* [OBJECTIVE] In the records below, locate the line containing "Please mark every instance of the black", then extract it and all following lines exactly, ending with the last line.

* [SUPPLIED MATERIAL]
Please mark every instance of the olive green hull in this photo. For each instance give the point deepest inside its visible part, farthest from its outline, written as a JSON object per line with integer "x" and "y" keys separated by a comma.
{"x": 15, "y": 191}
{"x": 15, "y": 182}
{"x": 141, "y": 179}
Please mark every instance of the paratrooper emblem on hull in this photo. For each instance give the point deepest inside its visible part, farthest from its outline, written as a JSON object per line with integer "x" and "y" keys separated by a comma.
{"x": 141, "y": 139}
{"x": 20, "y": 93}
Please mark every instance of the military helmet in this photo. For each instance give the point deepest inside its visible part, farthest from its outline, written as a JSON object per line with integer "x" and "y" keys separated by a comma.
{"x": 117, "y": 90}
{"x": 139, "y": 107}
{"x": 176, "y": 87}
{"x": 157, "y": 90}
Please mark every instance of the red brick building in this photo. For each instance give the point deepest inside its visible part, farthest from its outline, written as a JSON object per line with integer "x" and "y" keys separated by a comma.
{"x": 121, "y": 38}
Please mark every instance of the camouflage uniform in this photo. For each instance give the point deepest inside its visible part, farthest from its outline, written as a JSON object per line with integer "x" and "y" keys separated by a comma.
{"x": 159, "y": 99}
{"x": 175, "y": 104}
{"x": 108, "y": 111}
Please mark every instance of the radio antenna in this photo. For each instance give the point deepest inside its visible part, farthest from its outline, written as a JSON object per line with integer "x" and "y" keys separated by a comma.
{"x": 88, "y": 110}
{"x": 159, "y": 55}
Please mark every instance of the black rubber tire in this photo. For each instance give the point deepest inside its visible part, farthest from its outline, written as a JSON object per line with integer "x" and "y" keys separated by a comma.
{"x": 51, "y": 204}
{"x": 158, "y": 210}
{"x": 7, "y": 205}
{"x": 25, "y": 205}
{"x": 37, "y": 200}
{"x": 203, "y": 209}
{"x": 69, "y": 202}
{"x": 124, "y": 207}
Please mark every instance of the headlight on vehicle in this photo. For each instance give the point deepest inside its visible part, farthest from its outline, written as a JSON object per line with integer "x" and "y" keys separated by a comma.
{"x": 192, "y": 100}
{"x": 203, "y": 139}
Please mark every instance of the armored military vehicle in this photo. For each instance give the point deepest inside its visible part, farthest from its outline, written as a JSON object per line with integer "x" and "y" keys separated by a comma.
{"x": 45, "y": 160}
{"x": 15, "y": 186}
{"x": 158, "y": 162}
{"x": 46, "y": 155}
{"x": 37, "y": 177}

* [EXERCISE SOLUTION]
Please mark every instance of the black rubber tire in this photo. For each instance give the point deepest inside its visible part, farthest from its outline, written as a JSON object per line with integer "x" and "y" keys separated by a comma.
{"x": 51, "y": 204}
{"x": 158, "y": 210}
{"x": 7, "y": 205}
{"x": 25, "y": 205}
{"x": 37, "y": 200}
{"x": 203, "y": 209}
{"x": 69, "y": 202}
{"x": 124, "y": 207}
Please mark every instance of the headlight on vehicle in this photo. For each instance give the point deepest inside its visible part, farthest from its outline, written as a JSON object per line with integer "x" and "y" keys separated by a comma.
{"x": 192, "y": 100}
{"x": 203, "y": 139}
Please mark every instance of the armored military vehicle in this photo. For each instance give the point deepest inside its visible part, farthest from its outline, written as a JSON object per line with integer "x" and "y" keys separated by a comma.
{"x": 45, "y": 160}
{"x": 15, "y": 186}
{"x": 158, "y": 162}
{"x": 46, "y": 155}
{"x": 37, "y": 177}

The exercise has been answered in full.